--- Text for analysis ---
☆ ☆ ☆ ☆ ☆
Letter to the editor: Will work for wine
By Christian Eedes, 5 May 2020
The following received via email from John Pace, creative director at Cape Town design studio At Pace.
This Covid-19 lockdown is getting right up my nose, and I cannot help feeling for the wine industry which I have often done work for. The laws imposed are outrageous, and they’re bringing this industry to its knees. As a graphic designer and business owner we too are feeling the pinch from these laws that are in place. If the cogs of the wine industry don’t move, then neither do ours! I could spit teeth.
Right, I just needed to get that off my chest.
Over the years, I’ve been watching and participating in the Wine Label Design Awards as convened by winemag.co.za, and it’s been a superb process with some great results. It really has helped raise the bar on every level including typography, illustration and overall design.
Great design helps wine brands win the hearts, minds of consumers and in some cases, great design has helped put winemakers on the map, always bearing in mind with great wine. For this great work to get through to the design finals, you need a great client – so hats off to them, those clients who have allowed the designer’s creativity to flow long enough for a strong, worthy design to unfold.
But I do feel for the smaller winemakers that don’t have the big budgets to invest heavily into design. I believe that good, simple design can be just as effective as complex design, without very elaborate craft, and at a reasonable price.
☆ ☆ ☆ ☆ ☆
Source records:

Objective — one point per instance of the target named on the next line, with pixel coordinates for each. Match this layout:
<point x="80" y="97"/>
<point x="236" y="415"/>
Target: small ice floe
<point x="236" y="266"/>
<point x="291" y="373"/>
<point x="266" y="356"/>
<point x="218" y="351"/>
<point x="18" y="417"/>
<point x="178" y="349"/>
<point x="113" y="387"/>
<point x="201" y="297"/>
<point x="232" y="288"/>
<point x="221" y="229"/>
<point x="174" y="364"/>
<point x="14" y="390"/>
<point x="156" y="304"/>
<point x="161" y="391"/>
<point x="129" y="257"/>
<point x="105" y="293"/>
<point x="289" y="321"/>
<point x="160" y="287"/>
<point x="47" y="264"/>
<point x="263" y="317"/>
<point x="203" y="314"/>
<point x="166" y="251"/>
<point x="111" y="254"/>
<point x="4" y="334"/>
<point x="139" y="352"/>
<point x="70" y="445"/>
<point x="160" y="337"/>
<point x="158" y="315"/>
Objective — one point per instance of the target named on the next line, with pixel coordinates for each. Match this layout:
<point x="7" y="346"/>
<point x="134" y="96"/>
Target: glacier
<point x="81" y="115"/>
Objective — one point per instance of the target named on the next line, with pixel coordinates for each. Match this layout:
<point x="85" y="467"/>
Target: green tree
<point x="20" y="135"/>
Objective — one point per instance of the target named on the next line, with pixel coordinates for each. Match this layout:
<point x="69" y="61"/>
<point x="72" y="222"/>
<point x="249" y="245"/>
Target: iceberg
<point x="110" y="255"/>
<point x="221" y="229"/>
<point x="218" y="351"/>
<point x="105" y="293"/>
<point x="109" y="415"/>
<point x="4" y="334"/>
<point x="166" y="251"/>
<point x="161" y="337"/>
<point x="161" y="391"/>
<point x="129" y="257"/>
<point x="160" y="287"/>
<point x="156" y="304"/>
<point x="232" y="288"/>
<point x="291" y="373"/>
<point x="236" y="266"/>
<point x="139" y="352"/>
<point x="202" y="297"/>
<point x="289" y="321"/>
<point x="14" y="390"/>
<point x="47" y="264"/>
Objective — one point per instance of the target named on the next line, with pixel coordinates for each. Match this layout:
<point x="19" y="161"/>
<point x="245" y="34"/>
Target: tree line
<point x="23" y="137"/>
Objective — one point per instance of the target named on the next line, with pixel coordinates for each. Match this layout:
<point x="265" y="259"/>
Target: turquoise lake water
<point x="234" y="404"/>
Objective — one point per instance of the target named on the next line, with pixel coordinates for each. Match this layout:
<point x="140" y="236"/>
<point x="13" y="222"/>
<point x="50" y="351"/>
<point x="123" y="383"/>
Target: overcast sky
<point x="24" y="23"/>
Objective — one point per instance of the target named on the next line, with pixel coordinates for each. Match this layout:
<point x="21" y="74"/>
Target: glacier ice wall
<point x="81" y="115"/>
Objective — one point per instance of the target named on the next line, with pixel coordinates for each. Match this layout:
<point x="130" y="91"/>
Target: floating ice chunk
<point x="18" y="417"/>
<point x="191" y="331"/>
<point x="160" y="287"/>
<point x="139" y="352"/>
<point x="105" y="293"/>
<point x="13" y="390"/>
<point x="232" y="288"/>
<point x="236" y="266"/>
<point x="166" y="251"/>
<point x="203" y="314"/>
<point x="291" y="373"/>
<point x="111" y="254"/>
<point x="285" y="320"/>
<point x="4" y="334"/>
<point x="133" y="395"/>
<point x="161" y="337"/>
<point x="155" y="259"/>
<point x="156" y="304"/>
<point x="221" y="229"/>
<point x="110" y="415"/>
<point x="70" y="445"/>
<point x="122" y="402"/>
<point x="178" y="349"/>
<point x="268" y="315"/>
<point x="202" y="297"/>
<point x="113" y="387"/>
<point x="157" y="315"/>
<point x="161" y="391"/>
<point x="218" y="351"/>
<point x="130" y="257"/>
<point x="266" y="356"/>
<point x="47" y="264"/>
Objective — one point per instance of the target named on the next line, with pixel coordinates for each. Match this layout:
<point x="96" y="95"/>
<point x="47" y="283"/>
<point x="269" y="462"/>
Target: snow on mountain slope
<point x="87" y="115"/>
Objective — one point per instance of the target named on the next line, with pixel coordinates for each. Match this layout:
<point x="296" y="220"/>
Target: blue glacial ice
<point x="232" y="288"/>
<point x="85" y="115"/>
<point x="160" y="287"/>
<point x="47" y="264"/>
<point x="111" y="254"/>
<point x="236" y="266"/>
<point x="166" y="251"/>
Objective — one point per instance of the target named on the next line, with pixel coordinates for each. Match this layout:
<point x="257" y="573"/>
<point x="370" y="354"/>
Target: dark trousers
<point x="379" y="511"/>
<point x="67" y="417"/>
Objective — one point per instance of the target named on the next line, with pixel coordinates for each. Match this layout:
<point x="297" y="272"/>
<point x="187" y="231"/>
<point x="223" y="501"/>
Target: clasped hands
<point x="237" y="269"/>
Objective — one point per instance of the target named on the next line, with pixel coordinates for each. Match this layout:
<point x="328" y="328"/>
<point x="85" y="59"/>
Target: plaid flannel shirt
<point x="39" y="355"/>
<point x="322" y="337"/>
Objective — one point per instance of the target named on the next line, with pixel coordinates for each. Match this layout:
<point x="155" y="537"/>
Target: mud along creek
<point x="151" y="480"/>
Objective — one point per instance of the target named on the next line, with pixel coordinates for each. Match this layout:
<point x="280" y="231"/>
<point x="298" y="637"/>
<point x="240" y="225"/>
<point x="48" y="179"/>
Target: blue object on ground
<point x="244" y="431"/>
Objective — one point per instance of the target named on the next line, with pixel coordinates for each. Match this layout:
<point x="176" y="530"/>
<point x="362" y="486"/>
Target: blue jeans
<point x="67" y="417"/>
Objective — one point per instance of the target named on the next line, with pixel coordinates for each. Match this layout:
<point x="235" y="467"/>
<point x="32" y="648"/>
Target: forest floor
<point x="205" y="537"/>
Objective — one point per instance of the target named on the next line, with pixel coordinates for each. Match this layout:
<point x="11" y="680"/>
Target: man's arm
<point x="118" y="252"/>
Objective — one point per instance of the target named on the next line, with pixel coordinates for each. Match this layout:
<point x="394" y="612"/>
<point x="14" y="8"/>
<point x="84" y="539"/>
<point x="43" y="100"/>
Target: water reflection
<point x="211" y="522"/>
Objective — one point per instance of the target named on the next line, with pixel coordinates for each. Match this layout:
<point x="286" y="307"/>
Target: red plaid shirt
☆ ☆ ☆ ☆ ☆
--- Complete the following ---
A – In the letter to the editor about wine label design, which awards does the writer say he has been watching and taking part in over the years?
B – Continue the letter to the editor about wine label design from its last sentence.

--- Results ---
A – The Wine Label Design Awards, convened by winemag.co.za.

B –
In my draw, I have at least 15 fabulous designs (even if I say so myself…) that never made it to the bottle, and strangely enough, these are the ones I share the most with prospective clients as they show off our creative ability. NO, I’m not trying to sell them, but merely demonstrating that some of our clients have not been so brave, or just not willing enough to take the leap of faith with the design.
If wines on the supermarket shelves had voices, you would hear a cacophony of noise. And our job is to make sure that your brand is the chosen one. Again and again.
The playing fields are changing, and it’s going to be online communication, sales from your website and delivery straight from the cellar door. How should your label look to work effectively on the Internet AND in-store?
An aside: How to brief a designer is as follows: Go to Pinterest – it’s full of great wine labels and find some that you like, and drag them into a folder – share with your designer some visual clues. Put anything else you like into that folder, history, stories, an old medal. If you have a story to tell, tell it and tell it well. Allow the designer to have concepts without design first. Evaluate the idea first, and the execution will come after.
Too much time can be wasted crafting labels where the client doesn’t like the idea in the first place.
There is nothing more exciting for a designer than that small piece of white paper, just bigger than a Post-It note (the metaphorical “clean white canvas”) to work on. By the same token, there will always be another winemaker to help with some TLC on his or her label in order to take it from good to great.
Right now, my design studio is here to help, and we are offering a trade exchange – design for wine – it’s the least we can do to help out.
I wish all wine producers and their distribution channels and sales teams a speedy recovery, and as soon as possible.